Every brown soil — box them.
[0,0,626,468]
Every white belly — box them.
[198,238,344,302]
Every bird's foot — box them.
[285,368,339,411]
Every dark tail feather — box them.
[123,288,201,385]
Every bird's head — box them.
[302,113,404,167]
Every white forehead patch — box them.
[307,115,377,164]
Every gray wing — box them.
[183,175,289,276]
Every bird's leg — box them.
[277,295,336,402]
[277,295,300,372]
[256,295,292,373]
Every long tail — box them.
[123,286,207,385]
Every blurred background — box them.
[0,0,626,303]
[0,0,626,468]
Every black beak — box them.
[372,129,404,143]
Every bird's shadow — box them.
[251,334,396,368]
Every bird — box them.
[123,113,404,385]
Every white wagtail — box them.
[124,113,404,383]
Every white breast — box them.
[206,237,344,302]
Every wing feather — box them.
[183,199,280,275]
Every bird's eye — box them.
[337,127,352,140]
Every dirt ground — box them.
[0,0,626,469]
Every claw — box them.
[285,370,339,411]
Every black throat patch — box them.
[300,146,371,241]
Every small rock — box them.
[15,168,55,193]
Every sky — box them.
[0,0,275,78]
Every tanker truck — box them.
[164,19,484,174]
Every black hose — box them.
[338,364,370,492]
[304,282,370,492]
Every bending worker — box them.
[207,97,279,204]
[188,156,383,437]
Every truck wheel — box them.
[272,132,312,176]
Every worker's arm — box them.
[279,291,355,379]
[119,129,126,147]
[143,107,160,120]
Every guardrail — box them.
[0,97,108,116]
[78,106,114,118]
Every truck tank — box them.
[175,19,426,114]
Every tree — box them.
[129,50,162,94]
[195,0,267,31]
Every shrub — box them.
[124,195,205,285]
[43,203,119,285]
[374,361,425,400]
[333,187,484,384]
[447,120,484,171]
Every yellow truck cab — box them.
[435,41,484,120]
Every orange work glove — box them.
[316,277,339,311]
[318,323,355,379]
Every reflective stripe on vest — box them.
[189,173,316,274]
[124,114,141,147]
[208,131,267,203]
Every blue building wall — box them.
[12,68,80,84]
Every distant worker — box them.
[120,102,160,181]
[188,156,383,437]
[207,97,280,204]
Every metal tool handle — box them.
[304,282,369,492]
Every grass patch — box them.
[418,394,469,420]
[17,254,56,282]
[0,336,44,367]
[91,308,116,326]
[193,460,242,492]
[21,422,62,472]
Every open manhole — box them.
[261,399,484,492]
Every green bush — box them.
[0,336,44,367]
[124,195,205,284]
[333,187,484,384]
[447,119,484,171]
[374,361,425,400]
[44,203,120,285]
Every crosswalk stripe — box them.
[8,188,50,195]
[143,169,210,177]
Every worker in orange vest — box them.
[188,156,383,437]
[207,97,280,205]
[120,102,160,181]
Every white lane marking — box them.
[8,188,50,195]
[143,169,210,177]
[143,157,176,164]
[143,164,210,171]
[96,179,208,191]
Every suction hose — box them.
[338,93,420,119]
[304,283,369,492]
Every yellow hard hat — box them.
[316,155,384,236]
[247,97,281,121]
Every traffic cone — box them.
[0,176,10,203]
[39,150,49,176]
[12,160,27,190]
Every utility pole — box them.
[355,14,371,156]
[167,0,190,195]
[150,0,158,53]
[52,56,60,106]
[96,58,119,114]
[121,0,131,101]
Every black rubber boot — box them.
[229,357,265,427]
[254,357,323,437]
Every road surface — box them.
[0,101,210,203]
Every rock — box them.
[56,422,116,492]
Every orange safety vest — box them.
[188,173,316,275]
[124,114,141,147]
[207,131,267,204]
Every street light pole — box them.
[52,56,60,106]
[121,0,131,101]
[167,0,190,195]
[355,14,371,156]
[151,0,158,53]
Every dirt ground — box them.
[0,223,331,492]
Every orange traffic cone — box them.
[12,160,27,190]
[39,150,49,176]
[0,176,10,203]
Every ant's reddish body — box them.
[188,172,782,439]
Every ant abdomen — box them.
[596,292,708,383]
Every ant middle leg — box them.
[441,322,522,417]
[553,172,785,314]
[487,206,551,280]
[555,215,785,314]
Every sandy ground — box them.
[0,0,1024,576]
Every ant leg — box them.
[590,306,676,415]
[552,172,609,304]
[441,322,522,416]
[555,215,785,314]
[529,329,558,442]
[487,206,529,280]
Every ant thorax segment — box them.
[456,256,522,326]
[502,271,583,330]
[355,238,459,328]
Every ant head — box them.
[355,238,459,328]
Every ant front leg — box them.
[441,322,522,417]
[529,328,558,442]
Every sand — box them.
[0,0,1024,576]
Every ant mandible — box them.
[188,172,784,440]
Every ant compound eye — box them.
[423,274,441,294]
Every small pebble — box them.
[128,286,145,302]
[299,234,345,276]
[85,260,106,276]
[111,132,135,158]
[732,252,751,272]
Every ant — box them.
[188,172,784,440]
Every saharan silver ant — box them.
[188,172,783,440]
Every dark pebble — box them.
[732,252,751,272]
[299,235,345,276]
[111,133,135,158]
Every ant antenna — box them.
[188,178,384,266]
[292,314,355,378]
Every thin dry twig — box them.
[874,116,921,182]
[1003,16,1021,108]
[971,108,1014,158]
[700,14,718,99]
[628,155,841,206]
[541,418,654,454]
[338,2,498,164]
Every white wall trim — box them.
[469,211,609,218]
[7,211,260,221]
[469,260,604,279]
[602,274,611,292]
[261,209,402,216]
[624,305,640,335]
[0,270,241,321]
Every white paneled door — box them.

+--

WRITTEN EXERCISE –
Please extract every line of the records above that contains the string "wing", treating uppercase and lowercase as different.

RESPONSE TO THE TASK –
Every gray wing — box them.
Every wing feather — box them.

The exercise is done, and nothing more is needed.